══ Excerpt to read
Exam papers in high school were each three hours long. My principal got permission from the department of education to extend my exam session with another hour.  With my pitifully low vision I  couldn’t write on lined paper  and I was given blank pages  and a black pen so I could write as large as I needed  and see the contrast of the black ink against the white page.

My specialty was drama.  Till this day I thank my lucky stars for the school I attended and the teachers who recognized my ability in the theatre for they set my future career course.

On to the University of Pretoria

The requirements for university were three languages, Afrikaans, English and one foreign language, as well as science or math. I studied German and chose Math. Imagine math for someone who could hardly see! Somehow, someway I made it.

I was accepted at university and specialized in theatre.   Here it was the same situation—no aids, no Braille books, no books-on-tape, no talking computers just a constant barrage of text books I struggled to see to read.  Through the encouragement of teachers and professors I graduated but it was never easy. It was a constant struggle not only to study but also by now to pretend I saw things I didn’t.  In my country it was a shame to have a defect so I often found myself lying about my sight.

Today I’m happily, openly blind. It is so much easier socially to be totally blind.   Now I and others know I cannot see anything. Prior to total blindness I was never sure what I could see, perhaps a glimpse of something, or if the light was right more of something. If I didn’t know what I saw, how could I communicate to others what I could and couldn’t see. I’m pleased to take assistance in any way I can such as taking someone’s arm for sighted guidance.  Today I’m not tied up with pretending to see, my energy goes to performing speaking and writing.  My ultimate joy is the accessibility of information through all the latest devices and aids for the blind and I have become a reading fiend.

Educators for the Blind Conference

October 8-10, 2009, Macon Georgia

I performed my dramatic one woman show, Vibrations of Laughter -the story of Annie Sullivan, as a keynote before an appreciative audience of teachers for the blind. They graciously gave me a standing ovation. Actually two standing ovations, One for the Annie Sullivan and the other for the evening’s entertainment piece “Blind People Shouldn’t Vacuum” another one of my one-woman shows, sub-titled “An irreverent comedy.”

The next day during my talk on literacy I was interrupted by applause twice, once when I said, “Every morning when the American sun touches my cheeks I feel like blossoming because as a blind person In America I found so many opportunities and privileges.”  The next applause interruption came after my statement, “Today there is no reason to be blind and dumb.” I went further to explain what I meant by the word dumb—not to be educated enlightened and informed. For though blind people cannot see to read,   there is an amazing array of aids to make text accessible for reading, writing and research. Each one of these marvelous teachers was there to learn more about the latest technology and how to assist their students.

The exhibitors displayed talking software, voice activated software, sound screen savers, the latest in Braille and large print. As an example of what a visually impaired student can have today, a large flat screen with a camera was on display. The student can point the camera at a smart board and see what has been written on the smart board enlarged on the flat screen in front of the student. With a specialized pen the student can even take tests on the screen.  I drooled over all the aids that make learning so much easier than in my days as a student in South Africa. (I think I’ll follow this post with one on going to school blind in the old days in South Africa.)

When I speak to school children I say I wrote my book See the Ocean with my ears. I continue to explain how voice output software made it possible for me to become a writer speaker and performer. As I met the teachers for the blind and visually impaired at the conference my heart rejoiced over the work they do to uplift and educate those who need it most.

I repeat, each morning when the American sun touches my cheeks, I feel like blossoming.
════
_Exercise description_
Translate this sentence from the passage on studying while blind into Spanish: "The exhibitors displayed talking software, voice activated software, sound screen savers, the latest in Braille and large print."
══ Supplied records
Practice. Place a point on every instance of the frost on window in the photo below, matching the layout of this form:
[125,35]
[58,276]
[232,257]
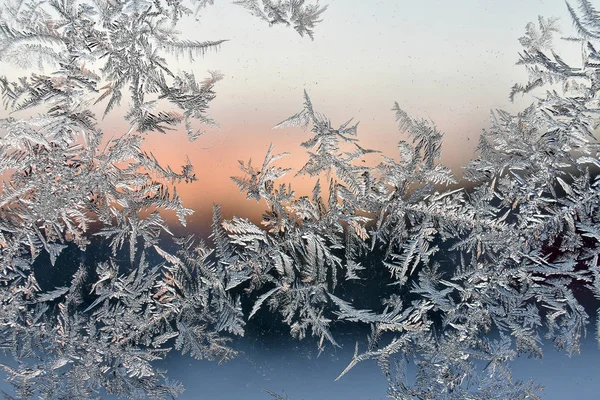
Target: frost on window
[474,275]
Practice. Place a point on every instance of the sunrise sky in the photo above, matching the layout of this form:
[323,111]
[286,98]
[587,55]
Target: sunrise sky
[448,61]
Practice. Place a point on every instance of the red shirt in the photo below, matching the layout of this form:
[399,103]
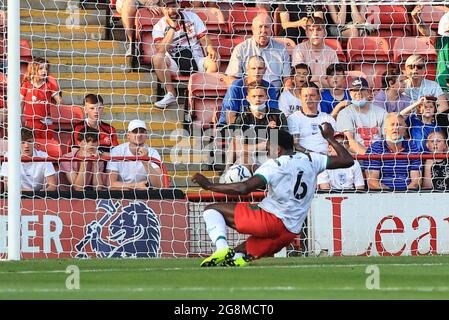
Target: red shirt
[108,135]
[37,101]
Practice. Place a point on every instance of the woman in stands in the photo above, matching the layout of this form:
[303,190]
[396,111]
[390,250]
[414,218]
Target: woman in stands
[38,91]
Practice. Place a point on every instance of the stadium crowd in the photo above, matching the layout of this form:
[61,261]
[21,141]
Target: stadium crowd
[401,108]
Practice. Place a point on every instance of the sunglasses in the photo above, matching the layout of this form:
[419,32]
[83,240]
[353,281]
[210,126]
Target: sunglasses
[413,66]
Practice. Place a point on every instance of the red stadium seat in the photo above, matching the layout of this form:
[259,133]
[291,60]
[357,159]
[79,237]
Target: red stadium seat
[336,45]
[65,117]
[50,146]
[368,49]
[206,92]
[240,21]
[405,47]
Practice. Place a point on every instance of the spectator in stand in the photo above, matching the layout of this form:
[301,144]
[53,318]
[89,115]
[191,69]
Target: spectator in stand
[251,127]
[304,124]
[417,86]
[127,10]
[93,108]
[348,20]
[395,174]
[290,99]
[314,52]
[35,176]
[436,171]
[336,98]
[361,121]
[294,19]
[422,122]
[392,97]
[179,38]
[235,98]
[440,40]
[341,179]
[275,54]
[38,92]
[126,175]
[82,175]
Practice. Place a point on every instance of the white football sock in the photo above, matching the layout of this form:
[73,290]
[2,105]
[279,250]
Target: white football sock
[216,228]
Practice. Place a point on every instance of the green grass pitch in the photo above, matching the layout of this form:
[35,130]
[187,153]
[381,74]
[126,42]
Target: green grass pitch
[270,278]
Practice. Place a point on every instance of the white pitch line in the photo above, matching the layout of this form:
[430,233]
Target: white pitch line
[220,289]
[299,266]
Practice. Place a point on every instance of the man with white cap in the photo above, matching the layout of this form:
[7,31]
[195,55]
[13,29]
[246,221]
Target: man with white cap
[417,86]
[361,121]
[441,41]
[126,175]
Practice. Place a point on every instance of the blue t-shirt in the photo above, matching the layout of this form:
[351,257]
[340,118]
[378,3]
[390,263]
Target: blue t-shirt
[420,131]
[393,173]
[235,98]
[328,102]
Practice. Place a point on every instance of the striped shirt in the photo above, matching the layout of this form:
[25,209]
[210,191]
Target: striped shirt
[393,173]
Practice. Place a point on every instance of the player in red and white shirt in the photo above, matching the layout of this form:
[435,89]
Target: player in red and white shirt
[38,92]
[93,108]
[170,36]
[277,220]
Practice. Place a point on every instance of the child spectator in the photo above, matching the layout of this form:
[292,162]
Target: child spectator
[336,98]
[93,108]
[314,52]
[290,99]
[394,174]
[304,124]
[38,91]
[35,176]
[392,97]
[361,121]
[82,175]
[341,179]
[127,175]
[423,122]
[436,171]
[235,98]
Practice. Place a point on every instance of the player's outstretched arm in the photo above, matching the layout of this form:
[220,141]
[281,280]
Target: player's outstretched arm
[343,158]
[239,188]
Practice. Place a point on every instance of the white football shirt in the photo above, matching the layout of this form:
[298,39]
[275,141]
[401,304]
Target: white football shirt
[341,179]
[291,184]
[307,127]
[130,171]
[33,174]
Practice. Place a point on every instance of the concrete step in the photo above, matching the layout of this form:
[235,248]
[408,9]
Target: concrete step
[152,126]
[106,80]
[77,48]
[87,64]
[110,96]
[43,4]
[62,32]
[65,16]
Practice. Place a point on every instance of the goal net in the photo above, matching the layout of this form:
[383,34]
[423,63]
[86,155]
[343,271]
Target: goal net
[124,101]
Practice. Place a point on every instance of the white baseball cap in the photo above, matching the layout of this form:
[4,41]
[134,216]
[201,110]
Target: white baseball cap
[136,123]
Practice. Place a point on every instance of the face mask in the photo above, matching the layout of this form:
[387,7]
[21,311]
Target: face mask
[398,140]
[359,103]
[258,107]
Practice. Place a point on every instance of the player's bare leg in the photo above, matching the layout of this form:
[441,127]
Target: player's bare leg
[216,217]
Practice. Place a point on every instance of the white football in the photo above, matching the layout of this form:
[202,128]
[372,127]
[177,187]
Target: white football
[235,173]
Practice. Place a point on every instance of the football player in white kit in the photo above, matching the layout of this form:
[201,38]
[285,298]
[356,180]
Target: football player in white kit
[276,220]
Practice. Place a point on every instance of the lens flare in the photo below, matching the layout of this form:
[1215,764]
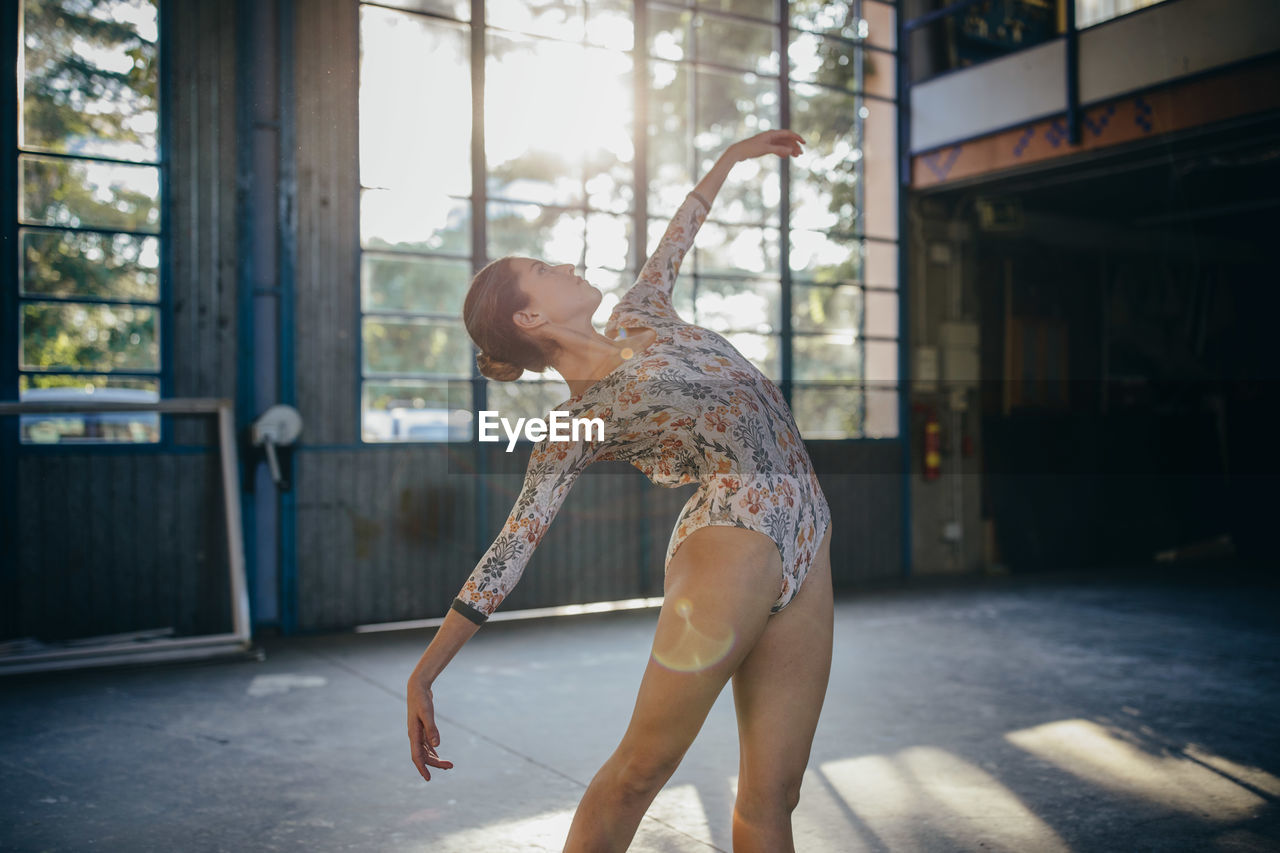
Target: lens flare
[691,648]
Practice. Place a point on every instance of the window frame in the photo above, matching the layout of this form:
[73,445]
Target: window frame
[479,199]
[13,31]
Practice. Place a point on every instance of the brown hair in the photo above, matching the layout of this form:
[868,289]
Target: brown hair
[506,350]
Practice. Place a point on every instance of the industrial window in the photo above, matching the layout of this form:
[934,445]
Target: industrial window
[561,105]
[88,215]
[1091,12]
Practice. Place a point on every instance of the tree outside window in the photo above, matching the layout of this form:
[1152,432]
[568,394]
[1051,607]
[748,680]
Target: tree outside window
[561,105]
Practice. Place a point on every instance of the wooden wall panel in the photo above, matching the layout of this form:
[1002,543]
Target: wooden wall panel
[201,204]
[327,278]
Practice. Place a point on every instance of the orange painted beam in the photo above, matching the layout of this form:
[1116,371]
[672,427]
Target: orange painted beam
[1194,103]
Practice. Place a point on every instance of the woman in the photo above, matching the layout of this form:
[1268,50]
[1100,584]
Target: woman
[748,570]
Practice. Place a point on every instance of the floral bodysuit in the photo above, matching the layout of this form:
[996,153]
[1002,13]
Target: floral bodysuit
[686,409]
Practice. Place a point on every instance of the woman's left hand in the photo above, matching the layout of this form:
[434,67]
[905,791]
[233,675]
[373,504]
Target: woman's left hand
[781,142]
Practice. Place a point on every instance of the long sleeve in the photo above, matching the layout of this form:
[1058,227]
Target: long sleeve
[552,469]
[650,295]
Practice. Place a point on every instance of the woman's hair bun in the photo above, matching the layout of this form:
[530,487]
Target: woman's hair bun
[498,370]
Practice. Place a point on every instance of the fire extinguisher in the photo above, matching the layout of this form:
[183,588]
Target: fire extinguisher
[932,446]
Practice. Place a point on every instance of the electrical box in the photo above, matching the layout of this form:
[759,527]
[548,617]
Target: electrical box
[959,342]
[926,375]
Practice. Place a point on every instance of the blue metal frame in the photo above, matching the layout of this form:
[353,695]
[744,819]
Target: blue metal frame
[246,220]
[10,438]
[9,433]
[287,224]
[904,281]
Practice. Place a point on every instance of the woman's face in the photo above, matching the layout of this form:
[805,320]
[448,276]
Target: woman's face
[556,291]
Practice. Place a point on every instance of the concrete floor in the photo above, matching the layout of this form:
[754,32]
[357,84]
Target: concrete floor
[1028,714]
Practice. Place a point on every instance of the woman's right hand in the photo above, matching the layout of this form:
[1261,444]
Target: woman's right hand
[781,142]
[423,734]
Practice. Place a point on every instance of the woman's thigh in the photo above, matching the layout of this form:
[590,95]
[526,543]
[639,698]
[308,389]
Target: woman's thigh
[720,587]
[780,687]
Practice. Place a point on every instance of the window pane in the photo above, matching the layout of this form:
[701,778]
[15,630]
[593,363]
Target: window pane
[530,396]
[88,337]
[1091,12]
[544,149]
[881,411]
[826,356]
[609,23]
[827,309]
[731,249]
[412,144]
[554,18]
[881,360]
[760,350]
[880,169]
[881,24]
[118,267]
[90,427]
[730,108]
[533,231]
[416,347]
[766,9]
[881,314]
[736,305]
[460,9]
[680,33]
[880,73]
[824,178]
[407,410]
[411,222]
[85,194]
[406,283]
[608,241]
[881,264]
[612,284]
[827,410]
[830,17]
[671,145]
[90,74]
[816,59]
[824,259]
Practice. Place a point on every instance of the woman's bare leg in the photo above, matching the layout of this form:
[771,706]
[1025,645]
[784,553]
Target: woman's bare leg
[718,591]
[777,693]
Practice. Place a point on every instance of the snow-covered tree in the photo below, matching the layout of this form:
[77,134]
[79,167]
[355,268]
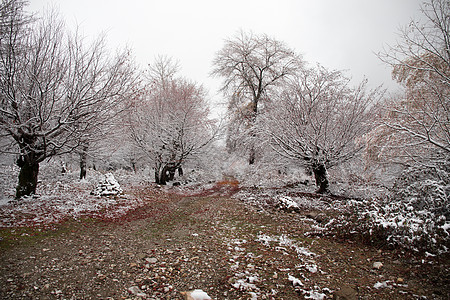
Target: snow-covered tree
[55,92]
[250,66]
[416,125]
[318,119]
[170,120]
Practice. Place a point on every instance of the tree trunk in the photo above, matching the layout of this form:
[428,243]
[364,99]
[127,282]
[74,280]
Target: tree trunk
[251,158]
[321,176]
[28,175]
[83,162]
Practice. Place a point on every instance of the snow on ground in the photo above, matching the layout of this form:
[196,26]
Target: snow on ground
[59,196]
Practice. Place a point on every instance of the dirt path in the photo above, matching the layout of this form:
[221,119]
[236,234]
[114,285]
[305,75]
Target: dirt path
[215,243]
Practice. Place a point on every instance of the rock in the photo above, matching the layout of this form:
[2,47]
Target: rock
[151,260]
[107,187]
[196,295]
[377,265]
[345,293]
[135,290]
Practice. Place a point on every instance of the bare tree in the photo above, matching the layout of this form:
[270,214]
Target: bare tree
[251,65]
[55,93]
[318,120]
[170,121]
[419,121]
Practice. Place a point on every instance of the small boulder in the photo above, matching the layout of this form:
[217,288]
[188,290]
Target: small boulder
[196,295]
[345,293]
[108,186]
[377,265]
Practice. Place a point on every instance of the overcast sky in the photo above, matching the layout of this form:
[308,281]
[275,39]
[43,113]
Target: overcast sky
[339,34]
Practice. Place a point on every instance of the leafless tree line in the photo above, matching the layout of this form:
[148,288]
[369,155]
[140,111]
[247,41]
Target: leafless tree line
[314,117]
[60,94]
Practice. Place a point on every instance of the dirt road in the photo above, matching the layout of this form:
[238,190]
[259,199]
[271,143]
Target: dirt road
[230,250]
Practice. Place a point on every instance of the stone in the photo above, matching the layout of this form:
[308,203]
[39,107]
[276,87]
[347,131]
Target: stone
[195,295]
[135,290]
[345,293]
[377,265]
[151,260]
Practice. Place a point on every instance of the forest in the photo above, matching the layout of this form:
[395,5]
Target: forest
[73,112]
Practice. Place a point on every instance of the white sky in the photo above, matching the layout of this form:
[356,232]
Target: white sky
[339,34]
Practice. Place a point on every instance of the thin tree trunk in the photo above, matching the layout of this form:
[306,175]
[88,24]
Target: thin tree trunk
[321,176]
[28,177]
[251,158]
[83,162]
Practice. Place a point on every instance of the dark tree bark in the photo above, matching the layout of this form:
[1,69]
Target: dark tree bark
[83,162]
[165,174]
[28,176]
[251,158]
[321,177]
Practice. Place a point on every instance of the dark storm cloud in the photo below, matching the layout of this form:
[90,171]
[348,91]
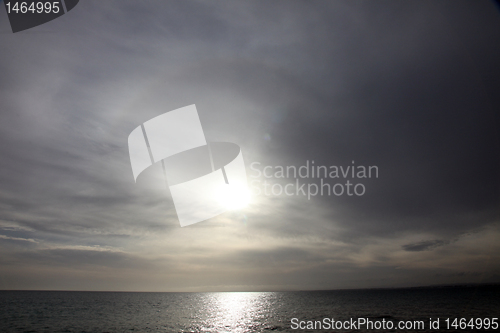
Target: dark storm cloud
[424,245]
[409,87]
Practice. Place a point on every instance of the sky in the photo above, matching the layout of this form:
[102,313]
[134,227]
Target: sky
[408,87]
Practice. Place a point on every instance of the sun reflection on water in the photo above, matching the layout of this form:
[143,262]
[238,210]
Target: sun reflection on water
[235,311]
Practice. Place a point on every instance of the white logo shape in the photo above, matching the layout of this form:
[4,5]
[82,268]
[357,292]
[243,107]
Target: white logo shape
[205,179]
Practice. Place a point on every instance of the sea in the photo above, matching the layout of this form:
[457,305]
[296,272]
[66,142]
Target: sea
[297,311]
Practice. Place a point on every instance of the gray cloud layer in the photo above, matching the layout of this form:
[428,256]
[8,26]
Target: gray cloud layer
[409,87]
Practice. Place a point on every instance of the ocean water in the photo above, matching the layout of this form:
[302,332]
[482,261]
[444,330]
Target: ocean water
[69,311]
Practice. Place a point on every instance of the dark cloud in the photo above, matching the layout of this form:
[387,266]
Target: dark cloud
[410,87]
[424,245]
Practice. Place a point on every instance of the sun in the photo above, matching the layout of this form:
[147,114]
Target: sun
[233,196]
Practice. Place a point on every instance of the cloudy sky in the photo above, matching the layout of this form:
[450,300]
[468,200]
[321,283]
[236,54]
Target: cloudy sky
[409,87]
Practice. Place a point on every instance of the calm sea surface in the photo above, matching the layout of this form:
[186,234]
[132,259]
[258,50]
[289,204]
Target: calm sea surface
[64,311]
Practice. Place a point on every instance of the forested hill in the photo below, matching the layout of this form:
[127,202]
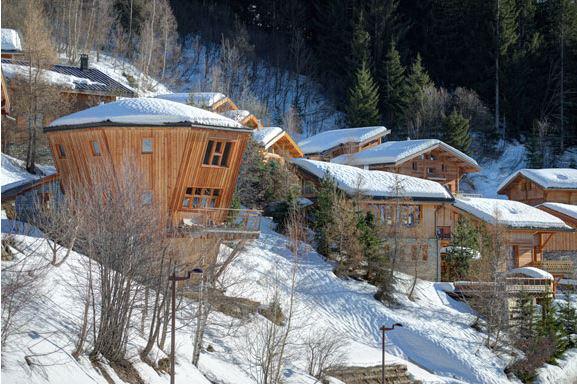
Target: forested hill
[464,45]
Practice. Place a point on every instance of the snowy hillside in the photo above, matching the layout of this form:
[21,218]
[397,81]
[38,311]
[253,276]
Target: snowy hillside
[436,342]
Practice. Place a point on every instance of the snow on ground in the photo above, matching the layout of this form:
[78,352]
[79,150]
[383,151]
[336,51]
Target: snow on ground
[513,214]
[145,111]
[374,183]
[552,178]
[329,139]
[436,340]
[14,172]
[392,152]
[10,40]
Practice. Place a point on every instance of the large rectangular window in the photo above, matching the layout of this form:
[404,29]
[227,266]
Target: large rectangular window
[217,153]
[195,198]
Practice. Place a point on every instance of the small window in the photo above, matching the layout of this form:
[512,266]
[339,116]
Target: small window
[61,151]
[147,145]
[147,198]
[217,153]
[96,148]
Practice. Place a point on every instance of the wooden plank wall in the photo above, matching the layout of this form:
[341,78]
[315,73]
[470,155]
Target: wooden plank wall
[174,164]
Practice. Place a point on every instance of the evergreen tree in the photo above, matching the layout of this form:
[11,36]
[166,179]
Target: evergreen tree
[323,215]
[362,107]
[464,246]
[395,92]
[456,131]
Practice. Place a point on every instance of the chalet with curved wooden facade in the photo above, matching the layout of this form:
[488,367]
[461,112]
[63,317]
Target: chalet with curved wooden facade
[536,186]
[330,144]
[188,159]
[430,159]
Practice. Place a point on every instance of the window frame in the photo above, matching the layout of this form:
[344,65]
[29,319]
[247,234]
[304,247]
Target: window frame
[142,145]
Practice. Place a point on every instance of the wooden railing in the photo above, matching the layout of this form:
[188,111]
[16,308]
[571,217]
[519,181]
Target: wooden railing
[557,268]
[222,220]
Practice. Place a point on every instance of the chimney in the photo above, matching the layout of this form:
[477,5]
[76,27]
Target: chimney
[84,62]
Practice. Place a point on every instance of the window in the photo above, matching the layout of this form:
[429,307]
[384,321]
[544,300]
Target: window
[147,198]
[217,153]
[147,145]
[95,148]
[200,198]
[61,151]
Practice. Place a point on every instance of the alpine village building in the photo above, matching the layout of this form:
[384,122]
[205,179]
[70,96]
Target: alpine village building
[188,160]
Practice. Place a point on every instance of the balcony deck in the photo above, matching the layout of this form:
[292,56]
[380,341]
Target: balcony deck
[223,223]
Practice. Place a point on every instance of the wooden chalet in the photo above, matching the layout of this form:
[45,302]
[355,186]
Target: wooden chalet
[429,159]
[11,43]
[277,143]
[527,230]
[393,199]
[189,160]
[330,144]
[537,186]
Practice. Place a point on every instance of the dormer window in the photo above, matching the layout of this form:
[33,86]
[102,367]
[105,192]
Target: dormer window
[147,146]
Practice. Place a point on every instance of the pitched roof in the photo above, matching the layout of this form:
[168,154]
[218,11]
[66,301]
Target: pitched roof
[90,80]
[512,214]
[329,139]
[560,178]
[566,209]
[395,152]
[144,112]
[10,40]
[373,183]
[198,99]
════
_Expected answer_
Los expositores exhibieron software parlante, software activado por voz, protectores de pantalla sonoros, lo último en braille y en letra grande.